These entries must be printed again exactly as they are.

+++ Information provided +++

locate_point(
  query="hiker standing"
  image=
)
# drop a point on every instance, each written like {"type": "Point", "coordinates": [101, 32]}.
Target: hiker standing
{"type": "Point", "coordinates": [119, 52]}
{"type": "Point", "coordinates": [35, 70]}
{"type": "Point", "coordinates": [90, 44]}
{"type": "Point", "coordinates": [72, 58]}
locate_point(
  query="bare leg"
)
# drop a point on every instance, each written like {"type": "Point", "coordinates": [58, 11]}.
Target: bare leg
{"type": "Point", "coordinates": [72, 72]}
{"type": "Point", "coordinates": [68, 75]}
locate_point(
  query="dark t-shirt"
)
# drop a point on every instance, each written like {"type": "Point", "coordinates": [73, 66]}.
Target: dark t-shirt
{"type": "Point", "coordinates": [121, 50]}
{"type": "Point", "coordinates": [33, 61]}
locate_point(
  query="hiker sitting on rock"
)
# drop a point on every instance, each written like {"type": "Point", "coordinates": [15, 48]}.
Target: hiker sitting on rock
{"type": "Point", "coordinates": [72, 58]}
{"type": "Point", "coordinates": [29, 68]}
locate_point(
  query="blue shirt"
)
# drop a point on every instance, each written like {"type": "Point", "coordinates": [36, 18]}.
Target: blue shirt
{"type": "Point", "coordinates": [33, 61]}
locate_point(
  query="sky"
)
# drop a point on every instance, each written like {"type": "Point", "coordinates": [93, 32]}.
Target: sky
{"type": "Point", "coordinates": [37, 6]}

+++

Answer to the exercise |
locate_point(
  query="hiker standing"
  image=
)
# drop a point on every instance, each written like {"type": "Point", "coordinates": [101, 32]}.
Target: hiker standing
{"type": "Point", "coordinates": [119, 52]}
{"type": "Point", "coordinates": [35, 70]}
{"type": "Point", "coordinates": [90, 44]}
{"type": "Point", "coordinates": [72, 58]}
locate_point(
  query="bare leg"
)
# drop a point on every instance, each written like {"type": "Point", "coordinates": [58, 11]}.
Target: bare leg
{"type": "Point", "coordinates": [72, 72]}
{"type": "Point", "coordinates": [68, 75]}
locate_point(
  query="dark t-shirt"
)
# drop a point on every instance, each written like {"type": "Point", "coordinates": [73, 66]}.
Target: dark t-shirt
{"type": "Point", "coordinates": [121, 50]}
{"type": "Point", "coordinates": [33, 61]}
locate_point(
  query="hiker sitting on rock"
)
# drop a point on every instance, each written like {"type": "Point", "coordinates": [15, 48]}.
Target: hiker sitting on rock
{"type": "Point", "coordinates": [72, 58]}
{"type": "Point", "coordinates": [29, 68]}
locate_point(
  query="blue shirt"
)
# drop a point on every instance, each written like {"type": "Point", "coordinates": [36, 18]}.
Target: blue shirt
{"type": "Point", "coordinates": [33, 61]}
locate_point(
  query="sky"
)
# drop a point on every instance, each written like {"type": "Point", "coordinates": [93, 32]}.
Target: sky
{"type": "Point", "coordinates": [37, 6]}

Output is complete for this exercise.